## WRITTEN PROBLEM
Rewrite the listing below, replacing each "coordinates" with "positions" and leaving everything else unchanged.

══════════

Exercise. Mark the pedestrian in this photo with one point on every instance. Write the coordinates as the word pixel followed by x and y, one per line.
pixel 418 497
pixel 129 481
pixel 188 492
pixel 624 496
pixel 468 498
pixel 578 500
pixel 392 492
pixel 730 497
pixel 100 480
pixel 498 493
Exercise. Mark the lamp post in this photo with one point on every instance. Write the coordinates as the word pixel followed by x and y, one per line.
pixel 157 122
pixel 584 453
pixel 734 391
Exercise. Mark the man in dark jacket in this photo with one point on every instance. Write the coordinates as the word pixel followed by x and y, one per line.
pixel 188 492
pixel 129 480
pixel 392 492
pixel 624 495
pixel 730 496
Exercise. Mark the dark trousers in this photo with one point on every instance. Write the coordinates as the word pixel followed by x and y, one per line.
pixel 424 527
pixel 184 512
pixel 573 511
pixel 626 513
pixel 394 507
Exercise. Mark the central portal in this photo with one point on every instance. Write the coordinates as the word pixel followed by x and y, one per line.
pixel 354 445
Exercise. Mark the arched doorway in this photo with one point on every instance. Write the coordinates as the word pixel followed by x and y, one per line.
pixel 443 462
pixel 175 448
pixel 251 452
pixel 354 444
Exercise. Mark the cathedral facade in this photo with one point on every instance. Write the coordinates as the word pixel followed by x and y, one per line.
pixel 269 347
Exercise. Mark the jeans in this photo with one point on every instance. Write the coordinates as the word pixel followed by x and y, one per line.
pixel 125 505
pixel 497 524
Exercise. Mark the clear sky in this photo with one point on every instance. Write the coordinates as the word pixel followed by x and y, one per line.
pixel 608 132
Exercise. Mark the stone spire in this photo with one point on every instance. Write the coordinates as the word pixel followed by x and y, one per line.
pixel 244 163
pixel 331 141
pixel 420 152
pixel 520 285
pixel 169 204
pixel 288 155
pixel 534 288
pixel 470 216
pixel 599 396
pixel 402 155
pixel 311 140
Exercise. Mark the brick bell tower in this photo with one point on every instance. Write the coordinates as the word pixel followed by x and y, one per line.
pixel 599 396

══════════

## FINISHED EXERCISE
Exercise. Mark the pedestrian in this photo with one point on every instance. Write the positions as the word pixel followed by x and y, one per line.
pixel 418 497
pixel 129 481
pixel 188 492
pixel 624 496
pixel 468 498
pixel 578 500
pixel 392 492
pixel 730 497
pixel 100 480
pixel 498 493
Exercise. Mark the lamp post in this photo with one point on every instance. Write the positions as the word pixel followed by x and y, one per line.
pixel 157 122
pixel 584 453
pixel 734 391
Exercise. Mark the man in dark jacket in this photo with one point on every instance. Write the positions as the word pixel followed by x and y, one per line.
pixel 188 492
pixel 129 480
pixel 392 492
pixel 624 495
pixel 730 496
Exercise. Mark the dark trousers in this photo with one point on every instance. Write the positions as the word pixel followed by x and y, one per line.
pixel 424 527
pixel 184 512
pixel 573 511
pixel 626 513
pixel 394 507
Exercise. Mark the central portal in this photo with one point on every instance. Write the positions as the word pixel followed by x and y, one per line.
pixel 354 445
Exercise. Mark the arched doorway in this photo with one point on every instance. Write the positions as the word pixel followed by x and y, one per line.
pixel 443 462
pixel 175 448
pixel 251 452
pixel 354 444
Exercise. Mark the cathedral facade in this photo with one point on every instance. Write the positions as the word pixel followed by x and y, one per line.
pixel 269 347
Exercise. Mark the jeans in this photo with one point on every instance. Write the positions as the word pixel followed by x and y, one per line.
pixel 125 505
pixel 497 524
Exercise. Mark the clear sky in this photo with one point on every instance. Write the positions as the word pixel followed by x and y, one per line.
pixel 608 132
Exercise. Mark the stone spire in this photo with one point on every instance. Write the positions as the word pixel followed by x and y, one per line.
pixel 244 163
pixel 331 141
pixel 420 152
pixel 520 285
pixel 169 204
pixel 288 155
pixel 534 288
pixel 470 216
pixel 599 396
pixel 402 155
pixel 311 140
Exercise. Mark the brick bell tower in this photo with one point on every instance. Write the positions as the word pixel followed by x and y, one per line.
pixel 599 396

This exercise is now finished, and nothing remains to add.